_Problem_
Take the line that has "of the striped" in it and every line after it to the end of the entries, and reproduce them exactly.

_Material provided_
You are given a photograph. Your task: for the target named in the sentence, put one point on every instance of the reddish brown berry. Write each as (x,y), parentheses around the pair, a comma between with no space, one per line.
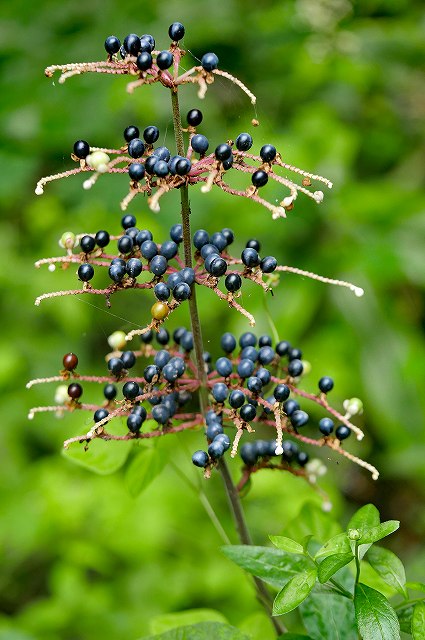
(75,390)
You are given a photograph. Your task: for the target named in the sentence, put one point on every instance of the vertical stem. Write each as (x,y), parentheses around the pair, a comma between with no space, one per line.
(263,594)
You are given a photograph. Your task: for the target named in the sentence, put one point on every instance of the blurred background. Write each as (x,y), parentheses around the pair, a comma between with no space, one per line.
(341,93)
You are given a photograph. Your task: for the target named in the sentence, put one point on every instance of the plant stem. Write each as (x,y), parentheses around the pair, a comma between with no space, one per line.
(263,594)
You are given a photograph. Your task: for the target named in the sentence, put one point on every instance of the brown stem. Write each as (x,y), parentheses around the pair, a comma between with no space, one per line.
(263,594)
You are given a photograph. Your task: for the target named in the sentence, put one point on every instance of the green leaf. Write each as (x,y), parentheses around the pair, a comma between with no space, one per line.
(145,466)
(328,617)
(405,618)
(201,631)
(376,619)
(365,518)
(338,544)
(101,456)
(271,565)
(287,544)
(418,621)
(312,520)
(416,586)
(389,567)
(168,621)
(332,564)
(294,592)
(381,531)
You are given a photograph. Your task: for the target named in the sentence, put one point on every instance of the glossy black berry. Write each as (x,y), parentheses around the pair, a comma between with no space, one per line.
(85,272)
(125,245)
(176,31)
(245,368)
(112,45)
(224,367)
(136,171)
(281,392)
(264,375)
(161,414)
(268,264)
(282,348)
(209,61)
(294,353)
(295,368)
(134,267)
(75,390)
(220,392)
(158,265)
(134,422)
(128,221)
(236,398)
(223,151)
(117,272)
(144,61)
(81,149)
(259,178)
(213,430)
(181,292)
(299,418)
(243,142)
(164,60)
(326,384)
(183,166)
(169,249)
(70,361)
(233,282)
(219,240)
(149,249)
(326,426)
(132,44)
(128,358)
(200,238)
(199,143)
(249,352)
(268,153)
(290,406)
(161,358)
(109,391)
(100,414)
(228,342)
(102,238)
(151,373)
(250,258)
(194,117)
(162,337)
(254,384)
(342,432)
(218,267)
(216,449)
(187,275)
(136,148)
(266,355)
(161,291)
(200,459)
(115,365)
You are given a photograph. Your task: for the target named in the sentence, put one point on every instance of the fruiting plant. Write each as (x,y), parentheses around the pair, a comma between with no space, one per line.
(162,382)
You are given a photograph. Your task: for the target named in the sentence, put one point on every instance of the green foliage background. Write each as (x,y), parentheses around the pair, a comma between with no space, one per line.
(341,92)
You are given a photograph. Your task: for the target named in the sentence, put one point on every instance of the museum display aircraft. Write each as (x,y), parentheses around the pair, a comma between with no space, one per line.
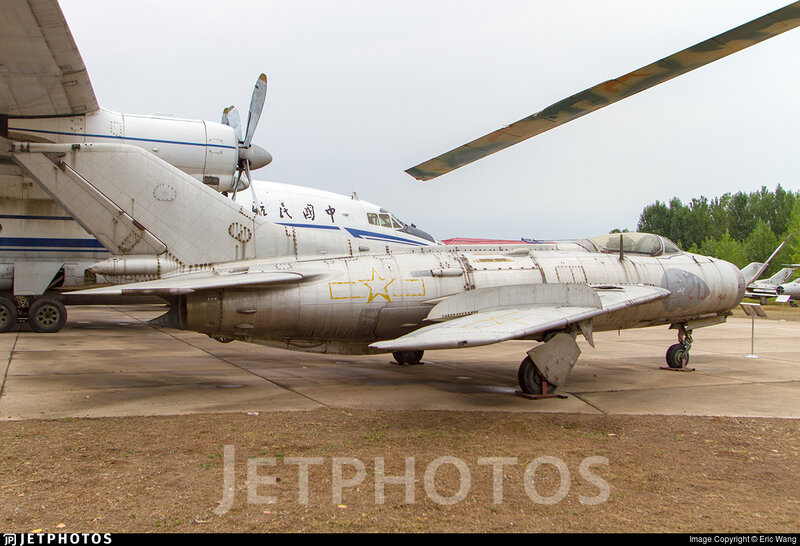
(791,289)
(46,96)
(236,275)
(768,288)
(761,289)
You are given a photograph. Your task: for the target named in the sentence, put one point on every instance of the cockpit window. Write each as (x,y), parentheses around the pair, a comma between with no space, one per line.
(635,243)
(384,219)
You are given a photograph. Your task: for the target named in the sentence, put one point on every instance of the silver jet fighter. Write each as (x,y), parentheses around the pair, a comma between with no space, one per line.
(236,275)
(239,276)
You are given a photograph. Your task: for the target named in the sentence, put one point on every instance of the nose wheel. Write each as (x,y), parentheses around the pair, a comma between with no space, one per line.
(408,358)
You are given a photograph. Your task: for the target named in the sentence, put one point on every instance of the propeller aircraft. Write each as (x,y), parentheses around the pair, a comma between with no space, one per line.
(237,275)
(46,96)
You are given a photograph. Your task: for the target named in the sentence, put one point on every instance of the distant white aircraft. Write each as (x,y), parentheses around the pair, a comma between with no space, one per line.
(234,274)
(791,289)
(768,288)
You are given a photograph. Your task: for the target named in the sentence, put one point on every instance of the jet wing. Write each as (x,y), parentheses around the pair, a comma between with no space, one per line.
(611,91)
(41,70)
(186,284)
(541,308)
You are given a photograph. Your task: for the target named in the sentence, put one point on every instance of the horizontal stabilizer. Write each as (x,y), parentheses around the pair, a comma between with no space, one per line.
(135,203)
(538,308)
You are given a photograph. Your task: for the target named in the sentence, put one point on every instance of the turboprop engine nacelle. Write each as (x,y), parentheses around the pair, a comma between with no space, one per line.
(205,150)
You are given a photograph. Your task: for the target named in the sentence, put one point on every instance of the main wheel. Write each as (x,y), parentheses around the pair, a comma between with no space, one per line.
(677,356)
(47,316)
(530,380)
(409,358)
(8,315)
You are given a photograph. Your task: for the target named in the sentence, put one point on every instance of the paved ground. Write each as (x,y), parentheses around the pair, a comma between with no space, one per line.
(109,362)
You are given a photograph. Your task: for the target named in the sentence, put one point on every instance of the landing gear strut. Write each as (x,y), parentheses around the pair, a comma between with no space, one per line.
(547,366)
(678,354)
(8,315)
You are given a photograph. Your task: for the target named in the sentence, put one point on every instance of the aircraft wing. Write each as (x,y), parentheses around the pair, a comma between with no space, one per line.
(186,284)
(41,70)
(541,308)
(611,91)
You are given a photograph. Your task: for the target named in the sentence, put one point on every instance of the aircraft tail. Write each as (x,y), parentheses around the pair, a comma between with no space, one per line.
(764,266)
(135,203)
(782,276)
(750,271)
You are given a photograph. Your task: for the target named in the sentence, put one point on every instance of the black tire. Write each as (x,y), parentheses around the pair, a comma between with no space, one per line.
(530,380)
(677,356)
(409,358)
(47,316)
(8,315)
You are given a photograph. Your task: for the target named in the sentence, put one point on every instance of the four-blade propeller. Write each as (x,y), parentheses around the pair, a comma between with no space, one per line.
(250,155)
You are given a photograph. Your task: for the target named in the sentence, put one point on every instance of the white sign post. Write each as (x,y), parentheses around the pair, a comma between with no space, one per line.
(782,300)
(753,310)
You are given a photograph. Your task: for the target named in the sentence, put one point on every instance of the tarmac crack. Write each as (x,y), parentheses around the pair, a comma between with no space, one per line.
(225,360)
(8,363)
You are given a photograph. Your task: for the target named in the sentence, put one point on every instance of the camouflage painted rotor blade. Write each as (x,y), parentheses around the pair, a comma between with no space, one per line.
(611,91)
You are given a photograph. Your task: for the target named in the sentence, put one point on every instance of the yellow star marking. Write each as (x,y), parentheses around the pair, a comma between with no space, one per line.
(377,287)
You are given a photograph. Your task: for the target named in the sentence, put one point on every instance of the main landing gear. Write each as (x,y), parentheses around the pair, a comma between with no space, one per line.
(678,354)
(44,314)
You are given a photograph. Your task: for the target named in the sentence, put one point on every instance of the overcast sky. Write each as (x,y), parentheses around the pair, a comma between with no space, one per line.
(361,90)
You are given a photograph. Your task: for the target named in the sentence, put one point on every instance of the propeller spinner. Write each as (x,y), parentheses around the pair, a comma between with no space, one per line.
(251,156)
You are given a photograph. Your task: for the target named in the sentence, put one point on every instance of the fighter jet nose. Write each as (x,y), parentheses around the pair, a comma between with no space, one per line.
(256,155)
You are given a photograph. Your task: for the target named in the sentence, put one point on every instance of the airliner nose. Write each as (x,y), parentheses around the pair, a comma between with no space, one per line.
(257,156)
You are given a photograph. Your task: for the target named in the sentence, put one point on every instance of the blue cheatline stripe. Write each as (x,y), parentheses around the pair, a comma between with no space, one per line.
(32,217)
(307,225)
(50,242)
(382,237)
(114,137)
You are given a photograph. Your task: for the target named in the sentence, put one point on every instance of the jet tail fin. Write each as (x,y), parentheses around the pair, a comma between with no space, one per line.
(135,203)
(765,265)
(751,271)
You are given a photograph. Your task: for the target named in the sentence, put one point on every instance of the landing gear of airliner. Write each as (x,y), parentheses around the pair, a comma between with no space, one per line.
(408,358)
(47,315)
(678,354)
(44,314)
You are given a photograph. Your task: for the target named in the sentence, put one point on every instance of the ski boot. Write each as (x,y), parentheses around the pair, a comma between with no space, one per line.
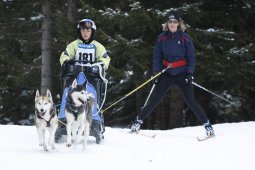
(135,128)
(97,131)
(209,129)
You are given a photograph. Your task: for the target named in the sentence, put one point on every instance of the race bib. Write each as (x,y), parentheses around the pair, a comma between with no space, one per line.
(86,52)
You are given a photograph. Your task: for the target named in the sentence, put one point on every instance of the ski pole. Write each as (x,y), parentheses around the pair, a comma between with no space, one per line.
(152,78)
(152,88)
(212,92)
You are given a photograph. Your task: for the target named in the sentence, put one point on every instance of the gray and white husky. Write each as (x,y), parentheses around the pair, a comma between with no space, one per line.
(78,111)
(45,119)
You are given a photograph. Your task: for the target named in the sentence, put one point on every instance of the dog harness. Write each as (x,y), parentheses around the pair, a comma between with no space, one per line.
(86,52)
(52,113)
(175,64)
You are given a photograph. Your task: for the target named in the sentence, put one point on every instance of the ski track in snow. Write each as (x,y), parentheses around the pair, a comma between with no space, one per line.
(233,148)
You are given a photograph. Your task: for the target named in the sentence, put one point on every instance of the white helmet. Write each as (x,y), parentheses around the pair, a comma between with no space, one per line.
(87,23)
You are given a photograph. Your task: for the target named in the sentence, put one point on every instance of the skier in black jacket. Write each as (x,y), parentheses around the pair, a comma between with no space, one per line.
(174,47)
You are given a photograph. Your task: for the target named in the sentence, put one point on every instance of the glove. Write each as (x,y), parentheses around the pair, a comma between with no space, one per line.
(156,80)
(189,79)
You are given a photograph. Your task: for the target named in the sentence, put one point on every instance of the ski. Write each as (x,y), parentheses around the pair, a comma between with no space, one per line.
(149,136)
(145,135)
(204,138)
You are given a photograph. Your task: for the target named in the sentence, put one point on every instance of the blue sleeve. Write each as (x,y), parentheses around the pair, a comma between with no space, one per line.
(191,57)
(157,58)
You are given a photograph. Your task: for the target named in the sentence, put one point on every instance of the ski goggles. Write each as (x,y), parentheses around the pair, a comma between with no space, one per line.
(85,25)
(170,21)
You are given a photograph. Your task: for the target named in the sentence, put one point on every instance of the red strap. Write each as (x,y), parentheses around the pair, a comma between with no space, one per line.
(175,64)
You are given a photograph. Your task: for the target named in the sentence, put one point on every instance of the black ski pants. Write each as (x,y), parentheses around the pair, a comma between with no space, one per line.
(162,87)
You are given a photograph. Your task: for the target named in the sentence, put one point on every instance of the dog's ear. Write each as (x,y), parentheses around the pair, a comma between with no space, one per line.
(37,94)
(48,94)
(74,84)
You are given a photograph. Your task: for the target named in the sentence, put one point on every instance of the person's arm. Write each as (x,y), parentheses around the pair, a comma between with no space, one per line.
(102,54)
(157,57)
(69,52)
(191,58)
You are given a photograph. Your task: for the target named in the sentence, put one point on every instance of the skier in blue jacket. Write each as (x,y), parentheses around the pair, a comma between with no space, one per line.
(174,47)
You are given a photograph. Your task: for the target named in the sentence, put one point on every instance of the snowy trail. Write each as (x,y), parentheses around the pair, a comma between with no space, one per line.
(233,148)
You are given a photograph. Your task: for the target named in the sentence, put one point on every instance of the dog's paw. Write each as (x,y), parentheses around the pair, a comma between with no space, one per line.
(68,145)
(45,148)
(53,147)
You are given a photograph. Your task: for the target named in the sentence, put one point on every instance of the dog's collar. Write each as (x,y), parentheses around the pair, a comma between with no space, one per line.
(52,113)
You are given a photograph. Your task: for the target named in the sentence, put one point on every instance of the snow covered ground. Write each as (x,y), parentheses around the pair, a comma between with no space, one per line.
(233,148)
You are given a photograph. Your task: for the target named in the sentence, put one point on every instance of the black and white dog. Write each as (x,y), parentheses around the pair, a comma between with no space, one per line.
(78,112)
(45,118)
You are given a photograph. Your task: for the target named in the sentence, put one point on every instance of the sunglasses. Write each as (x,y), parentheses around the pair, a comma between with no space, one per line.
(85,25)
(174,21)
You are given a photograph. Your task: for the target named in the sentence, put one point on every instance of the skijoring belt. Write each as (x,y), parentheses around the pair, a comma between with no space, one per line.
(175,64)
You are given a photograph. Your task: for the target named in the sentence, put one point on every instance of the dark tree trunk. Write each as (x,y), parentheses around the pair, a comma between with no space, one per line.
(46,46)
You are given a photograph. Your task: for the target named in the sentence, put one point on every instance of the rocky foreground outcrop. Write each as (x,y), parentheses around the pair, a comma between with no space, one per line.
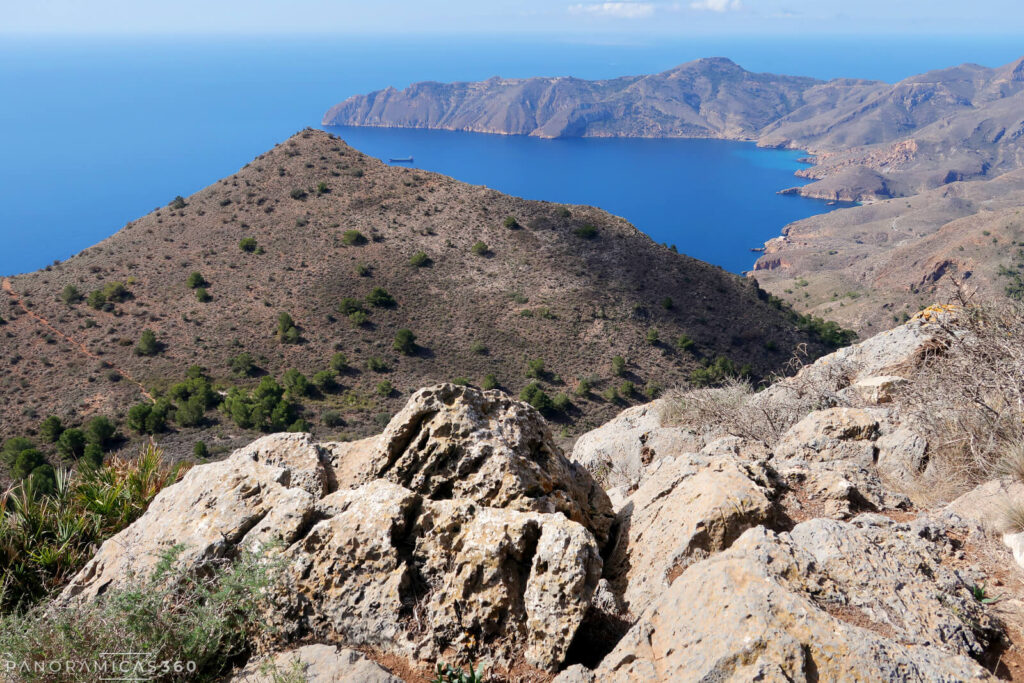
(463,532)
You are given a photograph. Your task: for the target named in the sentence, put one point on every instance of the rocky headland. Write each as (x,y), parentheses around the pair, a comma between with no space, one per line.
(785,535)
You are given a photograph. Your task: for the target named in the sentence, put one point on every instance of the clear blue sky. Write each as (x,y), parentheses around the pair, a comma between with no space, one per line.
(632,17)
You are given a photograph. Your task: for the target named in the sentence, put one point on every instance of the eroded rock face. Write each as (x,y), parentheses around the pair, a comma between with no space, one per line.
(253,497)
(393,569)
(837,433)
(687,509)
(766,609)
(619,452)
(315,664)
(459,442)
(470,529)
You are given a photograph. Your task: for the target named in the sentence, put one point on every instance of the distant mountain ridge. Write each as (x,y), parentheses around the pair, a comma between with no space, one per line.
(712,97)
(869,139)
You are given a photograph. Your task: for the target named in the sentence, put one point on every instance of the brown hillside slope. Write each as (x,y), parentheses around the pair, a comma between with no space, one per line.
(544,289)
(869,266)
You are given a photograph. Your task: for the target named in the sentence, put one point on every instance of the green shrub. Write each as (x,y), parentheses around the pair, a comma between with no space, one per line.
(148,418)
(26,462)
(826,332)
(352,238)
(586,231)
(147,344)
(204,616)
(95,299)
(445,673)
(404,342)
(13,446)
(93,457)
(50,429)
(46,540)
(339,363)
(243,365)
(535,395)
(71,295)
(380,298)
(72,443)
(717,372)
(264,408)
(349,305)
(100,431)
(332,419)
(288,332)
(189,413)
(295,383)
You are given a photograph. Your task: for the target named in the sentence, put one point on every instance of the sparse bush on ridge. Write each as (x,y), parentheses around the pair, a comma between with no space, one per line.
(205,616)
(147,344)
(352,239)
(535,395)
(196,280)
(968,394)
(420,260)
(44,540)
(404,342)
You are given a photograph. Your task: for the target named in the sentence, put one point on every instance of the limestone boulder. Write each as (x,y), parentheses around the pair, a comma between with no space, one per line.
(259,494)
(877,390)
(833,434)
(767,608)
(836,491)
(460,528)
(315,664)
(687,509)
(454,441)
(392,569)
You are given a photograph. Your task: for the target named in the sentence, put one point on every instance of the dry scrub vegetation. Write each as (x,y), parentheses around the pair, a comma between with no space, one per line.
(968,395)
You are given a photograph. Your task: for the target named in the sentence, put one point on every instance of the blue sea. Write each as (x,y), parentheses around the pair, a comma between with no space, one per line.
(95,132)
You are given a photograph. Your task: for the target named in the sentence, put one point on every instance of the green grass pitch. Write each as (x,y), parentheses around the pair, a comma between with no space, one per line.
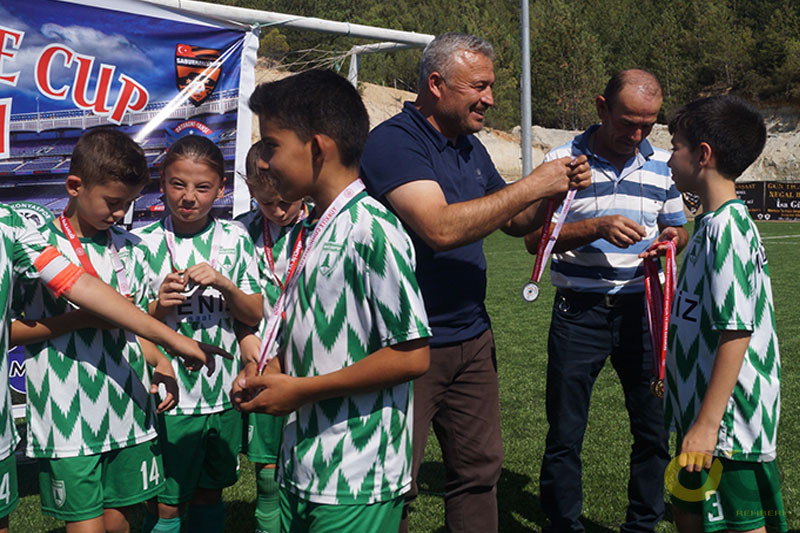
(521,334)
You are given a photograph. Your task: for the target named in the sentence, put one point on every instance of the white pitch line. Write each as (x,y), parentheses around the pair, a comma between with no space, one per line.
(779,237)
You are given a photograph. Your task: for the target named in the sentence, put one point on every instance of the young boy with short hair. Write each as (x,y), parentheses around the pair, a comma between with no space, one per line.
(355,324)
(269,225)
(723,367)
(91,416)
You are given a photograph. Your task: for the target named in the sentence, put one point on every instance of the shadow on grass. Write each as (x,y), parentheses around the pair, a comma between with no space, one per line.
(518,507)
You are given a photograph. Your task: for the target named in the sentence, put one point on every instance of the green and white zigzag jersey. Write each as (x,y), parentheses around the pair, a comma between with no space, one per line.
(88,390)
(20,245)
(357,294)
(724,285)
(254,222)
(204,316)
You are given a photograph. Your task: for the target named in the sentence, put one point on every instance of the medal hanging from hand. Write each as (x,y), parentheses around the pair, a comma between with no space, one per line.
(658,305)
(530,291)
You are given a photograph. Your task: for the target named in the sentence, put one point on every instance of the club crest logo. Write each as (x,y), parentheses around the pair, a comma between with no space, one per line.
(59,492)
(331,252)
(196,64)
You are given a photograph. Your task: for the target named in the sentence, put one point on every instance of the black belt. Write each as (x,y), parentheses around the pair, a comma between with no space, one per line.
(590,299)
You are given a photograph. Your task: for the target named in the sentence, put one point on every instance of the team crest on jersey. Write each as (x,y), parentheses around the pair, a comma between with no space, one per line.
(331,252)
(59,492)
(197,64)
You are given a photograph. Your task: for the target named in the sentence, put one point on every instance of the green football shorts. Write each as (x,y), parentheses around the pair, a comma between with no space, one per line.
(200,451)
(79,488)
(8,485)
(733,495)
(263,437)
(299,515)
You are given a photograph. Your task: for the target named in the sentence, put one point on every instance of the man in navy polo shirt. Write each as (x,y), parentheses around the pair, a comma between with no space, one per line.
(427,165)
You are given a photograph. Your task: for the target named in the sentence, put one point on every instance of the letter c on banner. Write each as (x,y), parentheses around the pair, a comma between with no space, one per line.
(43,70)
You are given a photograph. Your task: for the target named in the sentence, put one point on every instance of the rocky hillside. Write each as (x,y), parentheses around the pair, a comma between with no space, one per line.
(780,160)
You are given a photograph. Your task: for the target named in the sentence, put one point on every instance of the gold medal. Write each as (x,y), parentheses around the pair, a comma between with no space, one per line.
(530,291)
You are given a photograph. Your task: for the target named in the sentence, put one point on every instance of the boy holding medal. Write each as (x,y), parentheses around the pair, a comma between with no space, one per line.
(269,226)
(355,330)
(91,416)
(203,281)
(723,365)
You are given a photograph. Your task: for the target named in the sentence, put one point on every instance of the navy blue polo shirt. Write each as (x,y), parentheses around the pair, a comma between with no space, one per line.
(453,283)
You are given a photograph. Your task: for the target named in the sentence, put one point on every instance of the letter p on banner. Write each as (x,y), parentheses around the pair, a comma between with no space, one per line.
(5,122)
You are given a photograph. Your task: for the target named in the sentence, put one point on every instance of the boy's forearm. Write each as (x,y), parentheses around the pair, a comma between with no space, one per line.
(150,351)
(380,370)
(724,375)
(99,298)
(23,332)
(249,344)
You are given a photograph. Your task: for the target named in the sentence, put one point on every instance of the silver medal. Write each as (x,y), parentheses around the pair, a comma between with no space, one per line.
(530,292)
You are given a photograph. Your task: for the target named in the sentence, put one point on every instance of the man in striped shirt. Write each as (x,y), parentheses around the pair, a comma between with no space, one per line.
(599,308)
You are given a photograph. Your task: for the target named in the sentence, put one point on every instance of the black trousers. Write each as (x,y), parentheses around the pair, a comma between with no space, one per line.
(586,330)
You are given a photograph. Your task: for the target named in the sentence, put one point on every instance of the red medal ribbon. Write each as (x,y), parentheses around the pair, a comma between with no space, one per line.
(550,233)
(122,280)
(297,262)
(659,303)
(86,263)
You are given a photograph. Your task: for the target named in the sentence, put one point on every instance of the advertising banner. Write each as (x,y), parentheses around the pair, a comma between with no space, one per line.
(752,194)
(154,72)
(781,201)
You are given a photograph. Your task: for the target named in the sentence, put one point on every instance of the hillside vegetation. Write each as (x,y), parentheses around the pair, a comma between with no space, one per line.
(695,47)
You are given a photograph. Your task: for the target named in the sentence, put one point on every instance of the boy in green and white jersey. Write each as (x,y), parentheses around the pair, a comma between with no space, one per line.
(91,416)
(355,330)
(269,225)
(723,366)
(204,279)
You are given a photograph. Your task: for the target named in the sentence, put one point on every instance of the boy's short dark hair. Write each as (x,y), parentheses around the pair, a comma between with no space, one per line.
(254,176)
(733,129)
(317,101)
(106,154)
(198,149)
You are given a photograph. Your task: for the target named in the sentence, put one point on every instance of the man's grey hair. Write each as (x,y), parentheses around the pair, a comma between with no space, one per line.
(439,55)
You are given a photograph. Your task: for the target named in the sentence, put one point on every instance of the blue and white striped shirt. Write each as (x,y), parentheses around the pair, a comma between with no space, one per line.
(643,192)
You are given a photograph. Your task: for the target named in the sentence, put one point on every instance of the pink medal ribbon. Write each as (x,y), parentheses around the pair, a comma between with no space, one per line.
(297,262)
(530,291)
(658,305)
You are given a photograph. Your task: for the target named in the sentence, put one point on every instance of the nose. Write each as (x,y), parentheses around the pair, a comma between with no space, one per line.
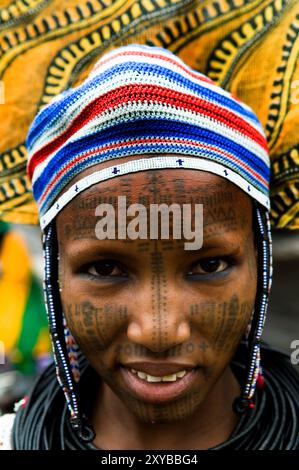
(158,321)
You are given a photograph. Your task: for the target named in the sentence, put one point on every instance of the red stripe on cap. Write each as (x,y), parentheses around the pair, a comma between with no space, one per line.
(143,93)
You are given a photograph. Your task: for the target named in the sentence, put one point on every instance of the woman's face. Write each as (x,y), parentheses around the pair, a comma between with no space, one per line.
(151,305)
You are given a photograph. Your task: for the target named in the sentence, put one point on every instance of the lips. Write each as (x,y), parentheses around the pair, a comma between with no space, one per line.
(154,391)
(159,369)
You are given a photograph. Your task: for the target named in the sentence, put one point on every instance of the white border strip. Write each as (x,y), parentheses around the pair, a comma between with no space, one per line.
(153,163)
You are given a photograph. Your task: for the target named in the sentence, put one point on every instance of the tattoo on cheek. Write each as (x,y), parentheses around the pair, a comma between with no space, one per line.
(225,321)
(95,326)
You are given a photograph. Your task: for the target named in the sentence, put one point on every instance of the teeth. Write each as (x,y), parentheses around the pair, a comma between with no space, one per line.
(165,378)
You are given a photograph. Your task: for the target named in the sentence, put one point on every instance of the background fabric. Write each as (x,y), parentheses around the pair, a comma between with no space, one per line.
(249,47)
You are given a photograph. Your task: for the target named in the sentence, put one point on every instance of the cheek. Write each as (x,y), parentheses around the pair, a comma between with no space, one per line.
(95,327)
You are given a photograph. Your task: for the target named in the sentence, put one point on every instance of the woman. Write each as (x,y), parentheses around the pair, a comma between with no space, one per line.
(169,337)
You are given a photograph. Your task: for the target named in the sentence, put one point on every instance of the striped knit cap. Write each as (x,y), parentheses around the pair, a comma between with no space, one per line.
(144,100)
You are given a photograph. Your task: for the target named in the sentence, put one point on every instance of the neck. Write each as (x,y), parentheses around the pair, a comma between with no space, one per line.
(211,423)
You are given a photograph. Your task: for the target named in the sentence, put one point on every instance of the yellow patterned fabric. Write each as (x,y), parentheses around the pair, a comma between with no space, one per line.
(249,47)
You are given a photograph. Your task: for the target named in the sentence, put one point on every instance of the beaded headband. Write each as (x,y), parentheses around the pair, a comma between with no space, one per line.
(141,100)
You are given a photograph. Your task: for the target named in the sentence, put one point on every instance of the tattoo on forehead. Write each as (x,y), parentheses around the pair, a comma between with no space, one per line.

_Completed task_
You are given a photograph. Your task: for the target named in the sentence, put one point on every instance of the striped knit cap. Write each as (x,y), parentheses around the pair, a comma between with no space, one per line.
(144,100)
You are given a photograph. Your task: for the target named in the sentence, put one point on every instance of the neck. Write each as (x,y), parentheses around the pair, a comma between with no space, one per line.
(211,423)
You are given a photograph. Your task: for the target named in the sentence, put one point on every instance of the yellow patterned fabric. Write each as (x,y), parentheses around the pair, a comma between with no space, one per line.
(249,47)
You are given a photograph. Your task: for the target named in the sentence, put one point on every instance of the beaded headband. Write each as (x,y), parentheses around the pair, a comma between with no space, one per line.
(141,100)
You are given a photograph. Your task: for the target named in the sentence, put one point on every instance of the tattoo on forehead. Write each as (x,y), parentheses around the pair, a comma between with no space, one per line.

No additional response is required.